> _GIVEN REQUEST_: Reproduce the items below, substituting "outline" for each instance of "mark" and keeping everything else the same.
┌────────
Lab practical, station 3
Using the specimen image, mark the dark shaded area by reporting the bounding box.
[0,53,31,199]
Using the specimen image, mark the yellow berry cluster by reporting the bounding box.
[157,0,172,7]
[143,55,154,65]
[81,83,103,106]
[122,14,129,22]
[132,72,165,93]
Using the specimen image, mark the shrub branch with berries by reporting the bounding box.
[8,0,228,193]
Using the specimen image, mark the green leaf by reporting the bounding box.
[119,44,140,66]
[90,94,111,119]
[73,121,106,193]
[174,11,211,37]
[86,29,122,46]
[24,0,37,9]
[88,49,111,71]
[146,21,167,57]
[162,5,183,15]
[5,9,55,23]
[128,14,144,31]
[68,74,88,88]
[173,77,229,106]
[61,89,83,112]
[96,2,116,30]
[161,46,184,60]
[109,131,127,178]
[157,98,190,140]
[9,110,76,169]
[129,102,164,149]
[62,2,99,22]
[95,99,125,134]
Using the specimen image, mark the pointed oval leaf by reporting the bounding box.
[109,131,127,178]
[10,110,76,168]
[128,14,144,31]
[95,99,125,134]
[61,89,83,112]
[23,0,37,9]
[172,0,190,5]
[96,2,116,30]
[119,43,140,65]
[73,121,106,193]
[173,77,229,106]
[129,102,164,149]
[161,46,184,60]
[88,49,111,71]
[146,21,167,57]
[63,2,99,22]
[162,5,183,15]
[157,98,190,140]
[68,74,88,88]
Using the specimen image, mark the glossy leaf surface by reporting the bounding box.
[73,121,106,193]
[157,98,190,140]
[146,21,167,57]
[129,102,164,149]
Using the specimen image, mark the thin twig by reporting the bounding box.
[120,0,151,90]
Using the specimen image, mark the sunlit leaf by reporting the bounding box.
└────────
> _COMPLETED EXERCISE_:
Lab practical, station 3
Using the specimen image, outline the dark shaded area by reporting the bounding box.
[0,53,31,199]
Using the specimen image, outline the yellow berry cluster by reporting the bounding box.
[157,0,172,7]
[143,55,154,65]
[81,83,103,106]
[122,14,129,22]
[132,72,165,93]
Using the specimen image, outline the shrub branch with berries by reporting the bounding box.
[8,0,228,193]
Using the specimen image, outline the green leaf by reporting the bounding box.
[119,44,140,66]
[90,94,111,119]
[73,121,106,193]
[174,11,211,37]
[86,29,122,46]
[24,0,37,9]
[88,49,111,71]
[146,21,167,57]
[162,5,183,15]
[5,9,55,23]
[128,14,144,31]
[68,74,88,88]
[173,77,229,106]
[61,89,83,112]
[96,2,116,30]
[161,46,184,60]
[109,131,127,178]
[157,98,190,140]
[9,110,76,169]
[129,102,164,149]
[62,2,99,22]
[95,99,125,134]
Using the specimen image, outline the pointed oval leaf by reporting the bounding box.
[109,131,127,178]
[10,110,76,168]
[128,14,144,31]
[95,99,125,134]
[61,89,83,112]
[23,0,37,9]
[172,0,190,5]
[96,2,116,30]
[119,43,140,65]
[73,121,106,193]
[173,77,229,106]
[129,102,164,149]
[161,46,184,60]
[88,49,111,71]
[146,21,167,57]
[63,2,99,22]
[162,5,183,15]
[157,98,190,140]
[68,74,88,88]
Using the specimen image, outline the glossy leaf surface by reporting the bounding box.
[73,121,106,193]
[157,98,190,140]
[146,21,167,57]
[129,102,164,149]
Using the specimen image, outline the thin twig by reporting the bounding box.
[120,0,151,90]
Using the specimen image, outline the sunlit leaf by reporting the bounding box.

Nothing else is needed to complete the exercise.